Introduction: The benefits of a rehabilitation program before surgical lung cancer resection remain to be defined. The purpose of this prospective observational study was to assess the effects of rehabilitation together with the use of noninvasive ventilation (NIV) in patients who were at a high operative risk.
Methods: Between January 2010 and June 2011, 20 consecutive patients (16 males, four females, mean age: 66 years [44-79]) with a clinical N0 non-small cell lung cancer were included. Eligibility criteria were predicted post-operative respiratory function (FEV1, VO2 max) below the guideline thresholds for eligibility for surgical resection and/or associated with severe co-morbidities. The protocol included a cardiorespiratory rehabilitation program and 3 hours of NIV each day. Functional tests were repeated after 3 weeks of therapy.

SUPPLIED RECORDS:
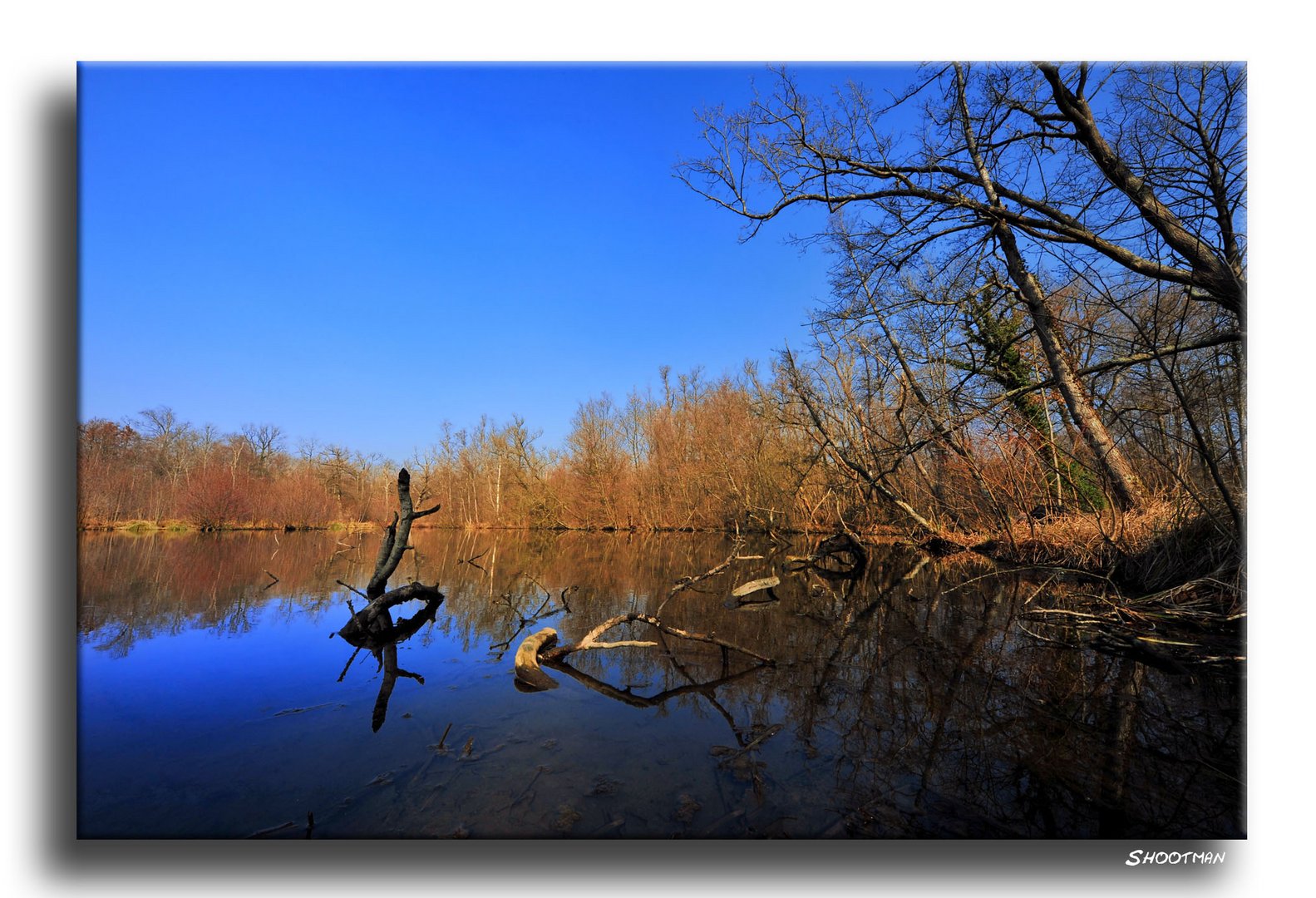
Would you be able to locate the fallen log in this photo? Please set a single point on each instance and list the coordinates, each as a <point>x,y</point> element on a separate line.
<point>528,670</point>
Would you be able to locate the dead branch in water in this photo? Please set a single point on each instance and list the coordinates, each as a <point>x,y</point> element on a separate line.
<point>686,582</point>
<point>540,647</point>
<point>372,624</point>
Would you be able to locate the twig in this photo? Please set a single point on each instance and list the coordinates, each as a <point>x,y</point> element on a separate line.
<point>354,590</point>
<point>349,664</point>
<point>686,582</point>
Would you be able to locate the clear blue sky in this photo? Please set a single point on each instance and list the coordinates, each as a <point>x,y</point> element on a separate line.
<point>358,253</point>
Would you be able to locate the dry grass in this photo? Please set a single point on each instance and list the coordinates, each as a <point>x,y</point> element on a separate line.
<point>1157,548</point>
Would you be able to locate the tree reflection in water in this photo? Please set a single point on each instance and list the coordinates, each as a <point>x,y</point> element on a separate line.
<point>905,699</point>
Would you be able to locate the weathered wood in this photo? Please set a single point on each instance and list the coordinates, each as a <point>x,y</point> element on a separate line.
<point>528,659</point>
<point>756,585</point>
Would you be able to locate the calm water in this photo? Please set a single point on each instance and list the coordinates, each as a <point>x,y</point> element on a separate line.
<point>216,702</point>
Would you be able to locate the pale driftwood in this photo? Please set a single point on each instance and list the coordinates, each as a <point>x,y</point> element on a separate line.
<point>756,585</point>
<point>591,640</point>
<point>528,659</point>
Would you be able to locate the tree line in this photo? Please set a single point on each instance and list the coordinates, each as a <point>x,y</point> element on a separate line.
<point>1036,311</point>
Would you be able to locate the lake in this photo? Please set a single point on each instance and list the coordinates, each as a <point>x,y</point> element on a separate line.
<point>912,698</point>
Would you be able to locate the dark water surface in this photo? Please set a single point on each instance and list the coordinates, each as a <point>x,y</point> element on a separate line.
<point>214,702</point>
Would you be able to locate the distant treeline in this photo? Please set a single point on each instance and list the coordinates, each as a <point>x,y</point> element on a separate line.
<point>1035,338</point>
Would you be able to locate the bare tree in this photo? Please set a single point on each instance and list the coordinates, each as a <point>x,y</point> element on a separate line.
<point>1013,174</point>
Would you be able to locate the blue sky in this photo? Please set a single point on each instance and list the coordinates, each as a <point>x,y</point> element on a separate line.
<point>359,253</point>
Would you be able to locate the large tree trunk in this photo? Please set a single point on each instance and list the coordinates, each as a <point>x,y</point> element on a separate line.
<point>1126,487</point>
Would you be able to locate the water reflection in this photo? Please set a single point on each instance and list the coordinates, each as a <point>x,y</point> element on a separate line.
<point>904,698</point>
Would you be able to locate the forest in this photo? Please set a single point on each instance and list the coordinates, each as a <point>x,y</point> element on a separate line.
<point>1033,348</point>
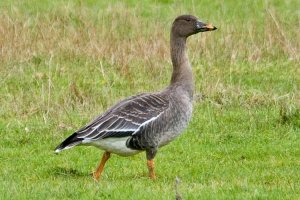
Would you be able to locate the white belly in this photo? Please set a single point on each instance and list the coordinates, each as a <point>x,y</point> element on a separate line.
<point>114,145</point>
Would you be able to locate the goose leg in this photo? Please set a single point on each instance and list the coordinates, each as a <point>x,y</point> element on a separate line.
<point>150,154</point>
<point>100,168</point>
<point>150,164</point>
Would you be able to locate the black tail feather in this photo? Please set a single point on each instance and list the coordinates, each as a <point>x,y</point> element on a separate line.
<point>71,141</point>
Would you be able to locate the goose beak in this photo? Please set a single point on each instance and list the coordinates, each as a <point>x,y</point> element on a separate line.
<point>202,27</point>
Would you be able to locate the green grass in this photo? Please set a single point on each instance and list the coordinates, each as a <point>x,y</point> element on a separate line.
<point>64,62</point>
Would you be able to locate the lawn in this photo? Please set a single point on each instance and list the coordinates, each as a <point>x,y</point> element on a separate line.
<point>64,62</point>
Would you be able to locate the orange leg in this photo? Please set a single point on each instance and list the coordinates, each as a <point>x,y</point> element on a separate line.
<point>150,164</point>
<point>100,168</point>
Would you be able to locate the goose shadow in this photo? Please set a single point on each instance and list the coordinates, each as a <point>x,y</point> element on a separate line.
<point>68,172</point>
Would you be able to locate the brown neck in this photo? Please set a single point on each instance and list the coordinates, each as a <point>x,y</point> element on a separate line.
<point>182,71</point>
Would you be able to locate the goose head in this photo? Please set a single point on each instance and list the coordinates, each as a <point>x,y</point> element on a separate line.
<point>187,25</point>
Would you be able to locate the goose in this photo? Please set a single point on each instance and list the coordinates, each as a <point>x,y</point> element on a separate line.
<point>147,121</point>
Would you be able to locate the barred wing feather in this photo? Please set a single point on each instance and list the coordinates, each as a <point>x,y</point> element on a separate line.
<point>125,118</point>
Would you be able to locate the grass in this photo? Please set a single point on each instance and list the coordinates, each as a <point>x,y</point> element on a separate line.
<point>64,62</point>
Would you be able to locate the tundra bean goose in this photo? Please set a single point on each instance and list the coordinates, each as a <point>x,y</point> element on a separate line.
<point>148,121</point>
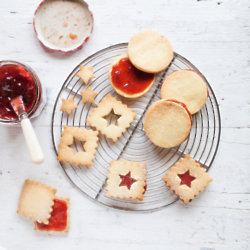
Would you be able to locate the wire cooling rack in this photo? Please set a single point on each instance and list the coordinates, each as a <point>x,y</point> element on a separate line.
<point>133,145</point>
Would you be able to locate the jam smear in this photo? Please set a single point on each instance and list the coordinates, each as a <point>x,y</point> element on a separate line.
<point>186,178</point>
<point>58,219</point>
<point>129,79</point>
<point>15,81</point>
<point>126,180</point>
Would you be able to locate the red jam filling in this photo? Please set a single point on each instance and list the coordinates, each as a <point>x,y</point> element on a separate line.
<point>15,81</point>
<point>129,79</point>
<point>58,219</point>
<point>126,180</point>
<point>186,178</point>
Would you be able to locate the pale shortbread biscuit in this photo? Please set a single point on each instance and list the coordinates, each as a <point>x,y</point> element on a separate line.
<point>68,105</point>
<point>186,86</point>
<point>66,230</point>
<point>88,95</point>
<point>119,91</point>
<point>36,201</point>
<point>85,73</point>
<point>135,170</point>
<point>200,179</point>
<point>167,123</point>
<point>66,153</point>
<point>105,107</point>
<point>150,51</point>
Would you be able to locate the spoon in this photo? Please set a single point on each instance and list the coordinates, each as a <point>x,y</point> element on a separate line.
<point>32,143</point>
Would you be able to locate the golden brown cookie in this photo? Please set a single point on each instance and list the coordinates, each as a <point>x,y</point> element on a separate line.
<point>150,51</point>
<point>126,180</point>
<point>86,156</point>
<point>186,179</point>
<point>103,109</point>
<point>127,80</point>
<point>85,73</point>
<point>167,123</point>
<point>60,219</point>
<point>186,86</point>
<point>36,201</point>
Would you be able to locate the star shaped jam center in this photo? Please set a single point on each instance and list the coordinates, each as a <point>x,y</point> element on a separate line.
<point>112,117</point>
<point>186,178</point>
<point>126,180</point>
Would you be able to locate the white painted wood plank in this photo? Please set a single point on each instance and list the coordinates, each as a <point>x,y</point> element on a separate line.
<point>215,36</point>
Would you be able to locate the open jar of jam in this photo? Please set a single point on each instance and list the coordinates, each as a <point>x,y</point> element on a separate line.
<point>17,79</point>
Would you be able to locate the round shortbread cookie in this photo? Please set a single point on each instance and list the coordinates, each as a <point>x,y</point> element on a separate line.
<point>167,123</point>
<point>150,51</point>
<point>127,80</point>
<point>186,86</point>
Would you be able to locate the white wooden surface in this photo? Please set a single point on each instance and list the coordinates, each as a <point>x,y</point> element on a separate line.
<point>215,36</point>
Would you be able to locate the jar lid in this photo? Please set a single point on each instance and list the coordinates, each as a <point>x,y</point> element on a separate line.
<point>63,26</point>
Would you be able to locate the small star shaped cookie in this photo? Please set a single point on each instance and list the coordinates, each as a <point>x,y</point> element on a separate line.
<point>68,105</point>
<point>86,73</point>
<point>88,95</point>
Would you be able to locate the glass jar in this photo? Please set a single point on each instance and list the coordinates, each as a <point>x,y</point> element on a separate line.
<point>17,75</point>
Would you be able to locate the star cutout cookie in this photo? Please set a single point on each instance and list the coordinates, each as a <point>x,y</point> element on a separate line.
<point>88,95</point>
<point>126,180</point>
<point>66,153</point>
<point>85,73</point>
<point>186,178</point>
<point>68,105</point>
<point>105,107</point>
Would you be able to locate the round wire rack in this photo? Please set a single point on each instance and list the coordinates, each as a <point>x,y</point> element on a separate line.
<point>133,145</point>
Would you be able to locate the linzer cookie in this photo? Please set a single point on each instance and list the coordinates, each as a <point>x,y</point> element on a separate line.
<point>86,156</point>
<point>127,80</point>
<point>36,201</point>
<point>167,123</point>
<point>59,220</point>
<point>186,86</point>
<point>126,180</point>
<point>85,73</point>
<point>150,51</point>
<point>186,179</point>
<point>103,109</point>
<point>68,105</point>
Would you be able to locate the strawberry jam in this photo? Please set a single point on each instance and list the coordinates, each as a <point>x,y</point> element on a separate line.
<point>129,79</point>
<point>15,81</point>
<point>127,180</point>
<point>186,178</point>
<point>58,219</point>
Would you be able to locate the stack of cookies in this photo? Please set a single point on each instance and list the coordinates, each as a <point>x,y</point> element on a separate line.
<point>167,122</point>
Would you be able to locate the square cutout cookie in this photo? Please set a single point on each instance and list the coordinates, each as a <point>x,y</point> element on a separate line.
<point>126,180</point>
<point>85,157</point>
<point>103,109</point>
<point>59,221</point>
<point>36,201</point>
<point>186,178</point>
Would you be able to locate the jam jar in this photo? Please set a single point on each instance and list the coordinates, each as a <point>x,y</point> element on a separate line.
<point>17,79</point>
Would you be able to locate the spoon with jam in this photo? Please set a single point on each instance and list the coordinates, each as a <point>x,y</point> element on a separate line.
<point>18,94</point>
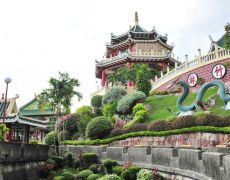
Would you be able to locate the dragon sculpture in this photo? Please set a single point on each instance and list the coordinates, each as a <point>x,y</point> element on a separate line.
<point>200,94</point>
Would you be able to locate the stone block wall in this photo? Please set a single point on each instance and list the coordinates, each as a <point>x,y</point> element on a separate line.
<point>186,163</point>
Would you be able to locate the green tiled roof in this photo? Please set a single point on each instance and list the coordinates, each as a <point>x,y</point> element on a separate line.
<point>31,109</point>
<point>137,28</point>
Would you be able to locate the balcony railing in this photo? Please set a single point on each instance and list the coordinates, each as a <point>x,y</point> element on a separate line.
<point>190,65</point>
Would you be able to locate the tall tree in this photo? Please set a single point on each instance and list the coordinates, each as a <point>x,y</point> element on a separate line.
<point>60,93</point>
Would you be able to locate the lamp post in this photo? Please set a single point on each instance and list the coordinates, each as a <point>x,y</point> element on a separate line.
<point>7,81</point>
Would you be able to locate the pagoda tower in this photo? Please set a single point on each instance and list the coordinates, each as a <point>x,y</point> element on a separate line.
<point>137,45</point>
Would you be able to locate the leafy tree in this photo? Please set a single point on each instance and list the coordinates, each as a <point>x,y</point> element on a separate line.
<point>60,93</point>
<point>96,103</point>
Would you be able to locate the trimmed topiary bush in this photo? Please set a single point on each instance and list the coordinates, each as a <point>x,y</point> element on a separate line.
<point>109,109</point>
<point>118,170</point>
<point>96,103</point>
<point>93,177</point>
<point>108,163</point>
<point>88,159</point>
<point>62,135</point>
<point>126,103</point>
<point>144,174</point>
<point>160,125</point>
<point>118,131</point>
<point>212,120</point>
<point>99,127</point>
<point>139,118</point>
<point>133,170</point>
<point>125,175</point>
<point>76,163</point>
<point>68,176</point>
<point>113,94</point>
<point>51,138</point>
<point>138,127</point>
<point>85,173</point>
<point>110,177</point>
<point>59,161</point>
<point>68,157</point>
<point>93,168</point>
<point>183,122</point>
<point>138,107</point>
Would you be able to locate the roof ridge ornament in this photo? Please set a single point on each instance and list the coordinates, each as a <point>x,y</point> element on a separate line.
<point>136,19</point>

REQUIRED WORK:
1/ In the lung cancer rehabilitation abstract, after how long were the functional tests repeated?
2/ Extract the passage of the lung cancer rehabilitation abstract between "Introduction: The benefits" and "weeks of therapy.", inclusive.
3/ Write what comes next in the lung cancer rehabilitation abstract, picking up after its final sentence.
The items have no connection to the lung cancer rehabilitation abstract.

ANSWERS:
1/ After 3 weeks of therapy.

2/
Introduction: The benefits of a rehabilitation program before surgical lung cancer resection remain to be defined. The purpose of this prospective observational study was to assess the effects of rehabilitation together with the use of noninvasive ventilation (NIV) in patients who were at a high operative risk.
Methods: Between January 2010 and June 2011, 20 consecutive patients (16 males, four females, mean age: 66 years [44-79]) with a clinical N0 non-small cell lung cancer were included. Eligibility criteria were predicted post-operative respiratory function (FEV1, VO2 max) below the guideline thresholds for eligibility for surgical resection and/or associated with severe co-morbidities. The protocol included a cardiorespiratory rehabilitation program and 3 hours of NIV each day. Functional tests were repeated after 3 weeks of therapy.

3/
Results: Participants displayed a significant increase in their FEV1 and VO2 max, which allowed surgical resection to go ahead in all patients (lobectomy, n=15; pneumonectomy, n=3; bilobectomy, n=2). The morbidity rate was 20% (acute renal failure, n=2; pneumonia, n=1; haemothorax, n=1). The mortality rate was 5% (myocardial infarction, n=1). Further postoperative rehabilitation allowed a return at home in 19 patients after a mean hospital stay of 11 days.
Conclusion: Pulmonary rehabilitation associated with a period of preoperative NIV allows surgery to be performed in patients who are not initially eligible for resection. An evaluation of long-term outcomes survival in comparison to non-surgical therapies is necessary.